:: Input for this task ::

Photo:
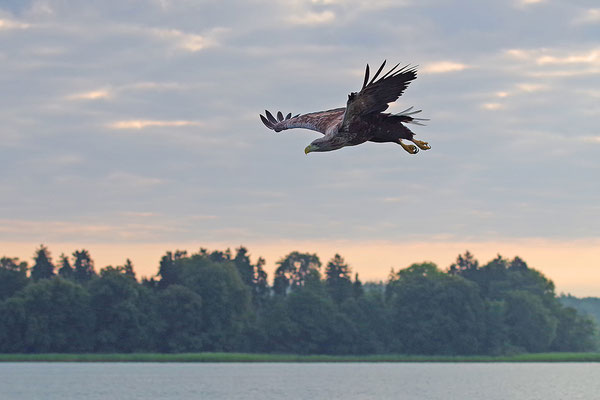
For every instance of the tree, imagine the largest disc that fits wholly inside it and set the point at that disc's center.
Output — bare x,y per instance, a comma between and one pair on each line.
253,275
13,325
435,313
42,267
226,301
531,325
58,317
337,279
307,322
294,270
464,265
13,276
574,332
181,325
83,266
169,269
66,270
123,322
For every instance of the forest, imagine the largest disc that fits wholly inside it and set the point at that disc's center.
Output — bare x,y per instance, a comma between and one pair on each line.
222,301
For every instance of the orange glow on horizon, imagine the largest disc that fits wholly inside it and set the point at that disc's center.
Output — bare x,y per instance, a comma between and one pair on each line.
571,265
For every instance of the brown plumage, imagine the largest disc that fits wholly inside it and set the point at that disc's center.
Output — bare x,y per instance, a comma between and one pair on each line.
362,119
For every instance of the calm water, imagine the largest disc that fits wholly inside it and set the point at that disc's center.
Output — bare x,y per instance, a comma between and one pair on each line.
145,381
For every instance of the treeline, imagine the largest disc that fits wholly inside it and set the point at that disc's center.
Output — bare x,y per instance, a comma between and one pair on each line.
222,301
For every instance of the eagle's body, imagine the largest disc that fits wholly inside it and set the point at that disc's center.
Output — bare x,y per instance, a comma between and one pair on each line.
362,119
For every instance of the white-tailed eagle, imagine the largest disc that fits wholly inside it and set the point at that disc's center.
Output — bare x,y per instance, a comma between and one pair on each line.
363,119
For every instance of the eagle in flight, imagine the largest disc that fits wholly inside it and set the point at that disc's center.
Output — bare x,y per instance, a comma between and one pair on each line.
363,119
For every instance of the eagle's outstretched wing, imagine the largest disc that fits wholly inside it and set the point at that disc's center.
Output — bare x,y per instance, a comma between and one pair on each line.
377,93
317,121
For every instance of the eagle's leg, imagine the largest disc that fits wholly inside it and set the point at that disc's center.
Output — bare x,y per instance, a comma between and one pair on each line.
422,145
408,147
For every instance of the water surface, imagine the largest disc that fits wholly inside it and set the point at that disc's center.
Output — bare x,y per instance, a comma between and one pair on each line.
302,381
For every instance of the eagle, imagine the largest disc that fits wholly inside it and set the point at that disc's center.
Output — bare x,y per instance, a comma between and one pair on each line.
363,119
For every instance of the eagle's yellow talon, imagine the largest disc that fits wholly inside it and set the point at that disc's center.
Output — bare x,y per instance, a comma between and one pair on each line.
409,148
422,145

:::
:: Input for this task ::

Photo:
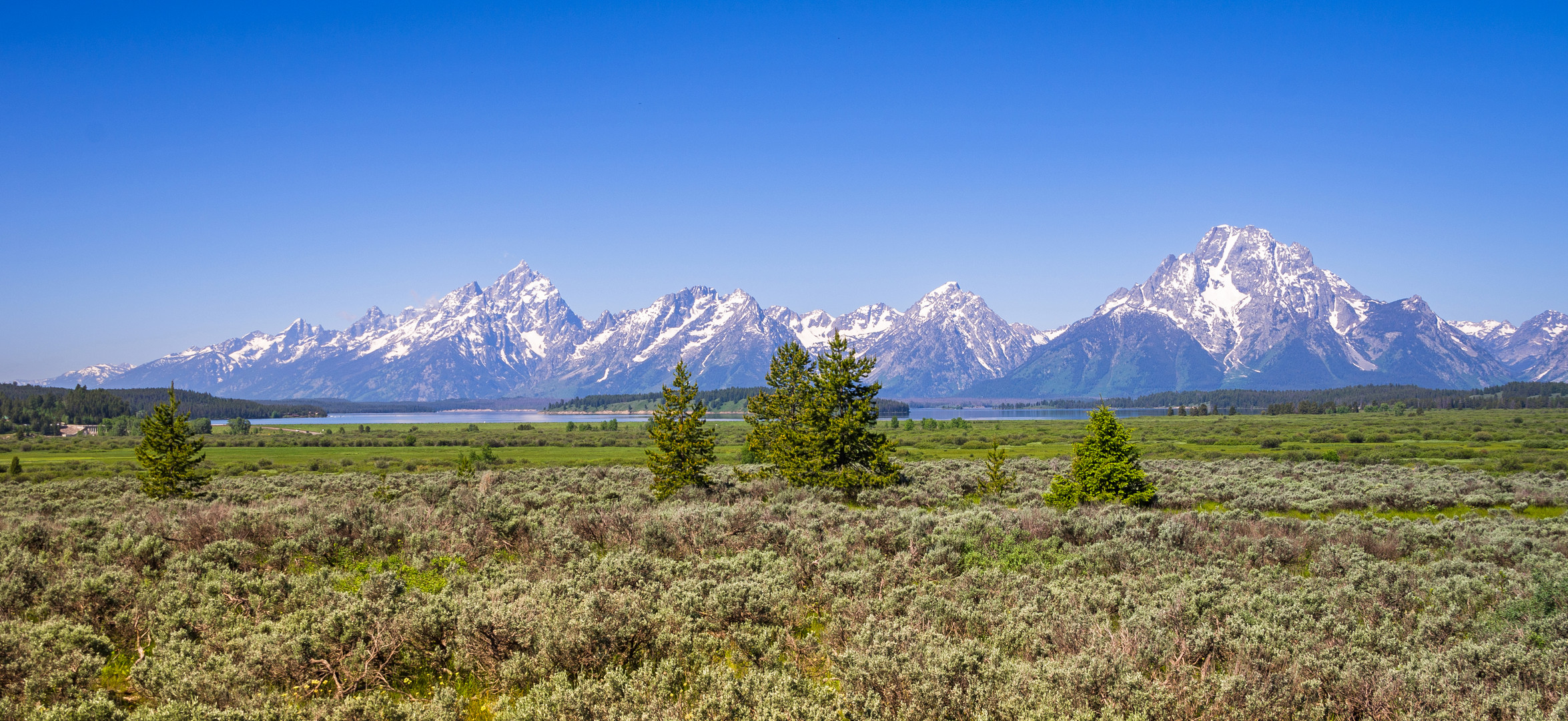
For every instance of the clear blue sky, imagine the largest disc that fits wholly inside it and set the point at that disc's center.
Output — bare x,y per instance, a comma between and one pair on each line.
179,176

:::

Exercise instructions:
Reproduce the lines of the entries above from the one with "For every instance of the eagle's body, imagine" to the one with "For every instance of the white-tailed", both included, exactly and without any other line.

Solution for this task:
For every instance of the eagle's body, imagine the largest disc that fits wholly inside it and set the point at that disc's center.
Output — bare x,y per instance, a comma between and one pair on each line.
362,119
For every instance of the white-tailed eagle, imagine the largest disc that fits wholly inside it and set the point at that disc's center.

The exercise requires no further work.